start

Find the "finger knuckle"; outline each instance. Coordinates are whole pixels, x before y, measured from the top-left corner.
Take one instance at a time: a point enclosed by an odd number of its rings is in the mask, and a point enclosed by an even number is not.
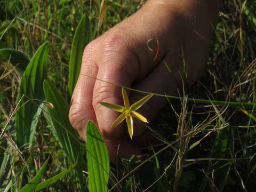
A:
[[[72,107],[72,106],[71,106]],[[86,118],[81,115],[80,110],[70,107],[68,118],[72,126],[77,131],[81,131],[85,125]]]

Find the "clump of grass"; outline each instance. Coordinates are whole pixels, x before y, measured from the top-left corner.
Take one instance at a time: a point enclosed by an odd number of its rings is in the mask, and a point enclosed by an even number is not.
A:
[[[53,83],[50,86],[59,87],[56,91],[59,98],[63,100],[68,109],[74,88],[74,84],[68,85],[69,53],[84,14],[87,14],[92,29],[84,46],[136,11],[142,2],[0,1],[0,49],[14,49],[26,53],[30,59],[38,47],[48,42],[51,62],[46,73]],[[120,165],[111,165],[109,189],[115,191],[254,190],[255,10],[253,1],[224,2],[206,71],[200,82],[187,95],[170,101],[150,124],[150,129],[161,128],[165,134],[155,133],[161,143],[142,149],[149,154],[145,161],[134,162],[132,157],[123,159]],[[0,191],[19,190],[39,174],[42,175],[37,182],[59,175],[55,182],[44,187],[45,191],[88,190],[86,145],[73,132],[64,115],[49,113],[50,109],[42,104],[45,104],[41,102],[44,98],[26,93],[22,97],[24,105],[18,105],[22,73],[11,61],[11,58],[0,57]],[[45,89],[49,87],[45,85]],[[48,91],[44,93],[46,100],[51,98],[51,90]],[[191,98],[207,100],[208,103],[191,102]],[[47,101],[60,100],[54,99]],[[215,100],[240,104],[238,107]],[[247,107],[246,103],[252,103],[251,107]],[[17,109],[20,113],[28,105],[35,108],[40,106],[42,113],[37,117],[34,137],[28,147],[20,144],[20,138],[19,141],[17,139],[15,119]],[[53,129],[57,126],[69,130],[68,133],[58,133]],[[70,146],[63,145],[66,139]],[[75,153],[72,146],[77,146]],[[73,153],[67,155],[69,153]],[[82,163],[76,164],[78,162]]]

end

- _Work to do_: Copy out, in full, every line above that contains the string "left".

- _Written reply_:
Find the "finger knuckle"; outline each instance. Coordinates are whole pixels, x before y, measured from the top-left corner.
Find the "clump of grass"; outline each instance. Coordinates are whole pixels, x before y, measured from the top-left corner.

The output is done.